BEGIN
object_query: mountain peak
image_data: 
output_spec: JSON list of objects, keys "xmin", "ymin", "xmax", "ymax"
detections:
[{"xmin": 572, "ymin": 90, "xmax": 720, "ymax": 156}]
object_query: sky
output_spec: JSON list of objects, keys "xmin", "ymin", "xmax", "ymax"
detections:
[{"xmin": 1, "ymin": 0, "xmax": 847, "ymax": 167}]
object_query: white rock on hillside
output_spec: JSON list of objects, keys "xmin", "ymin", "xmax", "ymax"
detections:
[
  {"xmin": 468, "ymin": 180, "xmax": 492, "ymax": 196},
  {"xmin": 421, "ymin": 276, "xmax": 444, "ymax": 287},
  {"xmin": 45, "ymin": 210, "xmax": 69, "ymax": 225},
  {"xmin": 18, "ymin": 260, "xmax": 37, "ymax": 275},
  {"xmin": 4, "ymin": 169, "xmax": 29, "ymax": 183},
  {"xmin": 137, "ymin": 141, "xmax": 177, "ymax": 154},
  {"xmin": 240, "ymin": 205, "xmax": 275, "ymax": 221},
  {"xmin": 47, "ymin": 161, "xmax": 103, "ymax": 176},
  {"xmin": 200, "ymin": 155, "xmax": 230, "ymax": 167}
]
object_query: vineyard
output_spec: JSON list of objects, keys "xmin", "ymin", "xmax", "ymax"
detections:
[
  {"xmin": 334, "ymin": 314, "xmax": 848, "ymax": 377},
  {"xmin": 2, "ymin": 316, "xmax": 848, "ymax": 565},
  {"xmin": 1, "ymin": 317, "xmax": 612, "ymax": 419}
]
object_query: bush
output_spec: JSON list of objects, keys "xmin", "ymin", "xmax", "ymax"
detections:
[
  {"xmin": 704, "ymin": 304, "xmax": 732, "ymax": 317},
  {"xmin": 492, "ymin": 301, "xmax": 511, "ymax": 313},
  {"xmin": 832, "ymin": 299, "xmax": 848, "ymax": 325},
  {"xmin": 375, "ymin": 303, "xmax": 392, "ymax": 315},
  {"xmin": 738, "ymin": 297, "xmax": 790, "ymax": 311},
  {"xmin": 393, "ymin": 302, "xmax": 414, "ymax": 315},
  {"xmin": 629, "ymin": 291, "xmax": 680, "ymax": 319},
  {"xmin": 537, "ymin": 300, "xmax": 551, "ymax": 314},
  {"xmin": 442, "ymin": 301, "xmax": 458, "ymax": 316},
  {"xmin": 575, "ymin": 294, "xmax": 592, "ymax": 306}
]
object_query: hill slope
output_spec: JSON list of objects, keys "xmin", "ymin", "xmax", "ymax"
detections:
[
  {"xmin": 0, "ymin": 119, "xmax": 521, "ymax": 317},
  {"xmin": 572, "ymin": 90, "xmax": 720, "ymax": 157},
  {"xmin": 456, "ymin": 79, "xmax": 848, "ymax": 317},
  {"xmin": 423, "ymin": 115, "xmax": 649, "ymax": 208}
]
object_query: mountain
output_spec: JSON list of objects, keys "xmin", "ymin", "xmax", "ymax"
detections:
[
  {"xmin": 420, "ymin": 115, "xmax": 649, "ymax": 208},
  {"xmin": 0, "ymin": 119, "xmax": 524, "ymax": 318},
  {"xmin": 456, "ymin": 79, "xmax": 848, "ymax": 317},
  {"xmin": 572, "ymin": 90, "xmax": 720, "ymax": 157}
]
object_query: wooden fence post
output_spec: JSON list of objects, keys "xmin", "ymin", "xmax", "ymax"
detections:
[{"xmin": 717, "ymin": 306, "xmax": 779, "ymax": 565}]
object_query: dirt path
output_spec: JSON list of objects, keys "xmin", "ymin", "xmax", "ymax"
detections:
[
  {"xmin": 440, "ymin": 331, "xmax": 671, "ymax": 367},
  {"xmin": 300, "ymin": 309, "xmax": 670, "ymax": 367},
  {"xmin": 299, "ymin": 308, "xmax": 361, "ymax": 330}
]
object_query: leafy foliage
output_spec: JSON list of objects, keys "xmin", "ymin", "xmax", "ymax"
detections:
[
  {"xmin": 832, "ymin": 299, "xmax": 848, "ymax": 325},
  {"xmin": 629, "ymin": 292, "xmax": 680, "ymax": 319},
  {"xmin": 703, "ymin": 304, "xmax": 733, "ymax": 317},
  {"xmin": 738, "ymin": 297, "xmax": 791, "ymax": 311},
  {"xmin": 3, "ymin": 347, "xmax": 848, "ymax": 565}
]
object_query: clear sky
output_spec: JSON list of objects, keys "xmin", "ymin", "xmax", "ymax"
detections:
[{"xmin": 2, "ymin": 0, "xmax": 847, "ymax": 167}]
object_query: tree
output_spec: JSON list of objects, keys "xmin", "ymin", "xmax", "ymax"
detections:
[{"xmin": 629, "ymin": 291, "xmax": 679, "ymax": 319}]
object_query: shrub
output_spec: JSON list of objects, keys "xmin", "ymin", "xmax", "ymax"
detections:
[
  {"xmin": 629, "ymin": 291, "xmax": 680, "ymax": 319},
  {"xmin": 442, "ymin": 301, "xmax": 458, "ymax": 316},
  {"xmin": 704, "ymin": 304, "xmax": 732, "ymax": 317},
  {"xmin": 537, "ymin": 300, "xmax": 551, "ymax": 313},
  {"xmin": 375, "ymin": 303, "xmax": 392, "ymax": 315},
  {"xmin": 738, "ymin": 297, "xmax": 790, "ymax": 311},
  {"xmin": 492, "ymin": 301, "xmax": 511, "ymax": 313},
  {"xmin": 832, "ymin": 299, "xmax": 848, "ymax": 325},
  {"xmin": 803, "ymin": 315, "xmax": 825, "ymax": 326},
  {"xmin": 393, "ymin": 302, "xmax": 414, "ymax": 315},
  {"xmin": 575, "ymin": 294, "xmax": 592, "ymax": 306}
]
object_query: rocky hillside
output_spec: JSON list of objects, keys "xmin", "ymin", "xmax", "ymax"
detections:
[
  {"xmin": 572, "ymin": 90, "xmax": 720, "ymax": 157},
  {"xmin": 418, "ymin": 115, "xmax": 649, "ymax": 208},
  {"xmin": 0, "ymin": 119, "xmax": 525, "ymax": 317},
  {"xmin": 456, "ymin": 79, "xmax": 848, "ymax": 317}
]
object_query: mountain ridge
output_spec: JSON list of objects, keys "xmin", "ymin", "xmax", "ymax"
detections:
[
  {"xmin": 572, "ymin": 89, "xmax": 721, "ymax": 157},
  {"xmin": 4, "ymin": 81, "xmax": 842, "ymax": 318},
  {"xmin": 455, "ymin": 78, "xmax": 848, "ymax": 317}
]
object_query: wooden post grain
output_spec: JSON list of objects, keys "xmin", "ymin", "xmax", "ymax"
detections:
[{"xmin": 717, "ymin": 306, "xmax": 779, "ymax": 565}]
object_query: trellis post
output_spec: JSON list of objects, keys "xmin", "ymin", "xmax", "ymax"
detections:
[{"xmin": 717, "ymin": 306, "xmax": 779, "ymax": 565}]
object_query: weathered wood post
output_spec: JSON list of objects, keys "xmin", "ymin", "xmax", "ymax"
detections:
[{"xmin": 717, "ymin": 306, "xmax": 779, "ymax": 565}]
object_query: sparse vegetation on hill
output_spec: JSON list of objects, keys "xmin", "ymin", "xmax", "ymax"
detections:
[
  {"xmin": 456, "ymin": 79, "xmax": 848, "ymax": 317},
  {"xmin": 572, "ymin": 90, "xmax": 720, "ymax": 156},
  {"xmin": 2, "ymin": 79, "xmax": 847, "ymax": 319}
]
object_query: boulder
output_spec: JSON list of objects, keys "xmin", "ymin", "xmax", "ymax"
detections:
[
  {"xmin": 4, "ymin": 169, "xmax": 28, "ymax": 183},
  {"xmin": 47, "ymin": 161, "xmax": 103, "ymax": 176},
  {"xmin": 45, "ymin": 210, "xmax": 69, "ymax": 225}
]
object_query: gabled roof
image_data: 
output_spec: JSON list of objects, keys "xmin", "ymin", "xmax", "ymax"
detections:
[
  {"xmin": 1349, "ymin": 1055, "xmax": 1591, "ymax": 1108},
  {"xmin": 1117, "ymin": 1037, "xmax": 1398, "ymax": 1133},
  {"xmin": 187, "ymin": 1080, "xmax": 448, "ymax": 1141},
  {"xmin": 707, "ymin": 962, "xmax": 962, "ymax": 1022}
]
END
== Task directions ==
Your task is to quote, without any alteration, the lines running from the top of the records to the line that holds "object_query: vineyard", both included.

== Exercise output ==
object_query: mountain peak
image_data: 
output_spec: JSON list of objects, keys "xmin", "ymin", "xmax", "ymax"
detections:
[{"xmin": 572, "ymin": 90, "xmax": 720, "ymax": 156}]
object_query: sky
output_spec: JSON list of objects, keys "xmin", "ymin", "xmax", "ymax"
detections:
[{"xmin": 1, "ymin": 0, "xmax": 847, "ymax": 167}]
object_query: white rock on hillside
output_spec: JSON list of objects, keys "xmin", "ymin", "xmax", "ymax"
detections:
[
  {"xmin": 468, "ymin": 180, "xmax": 492, "ymax": 196},
  {"xmin": 421, "ymin": 276, "xmax": 444, "ymax": 287},
  {"xmin": 45, "ymin": 210, "xmax": 69, "ymax": 225},
  {"xmin": 18, "ymin": 260, "xmax": 37, "ymax": 275},
  {"xmin": 4, "ymin": 169, "xmax": 29, "ymax": 183},
  {"xmin": 137, "ymin": 141, "xmax": 177, "ymax": 154},
  {"xmin": 240, "ymin": 205, "xmax": 275, "ymax": 221},
  {"xmin": 47, "ymin": 161, "xmax": 103, "ymax": 176},
  {"xmin": 200, "ymin": 155, "xmax": 230, "ymax": 167}
]
object_query: vineyard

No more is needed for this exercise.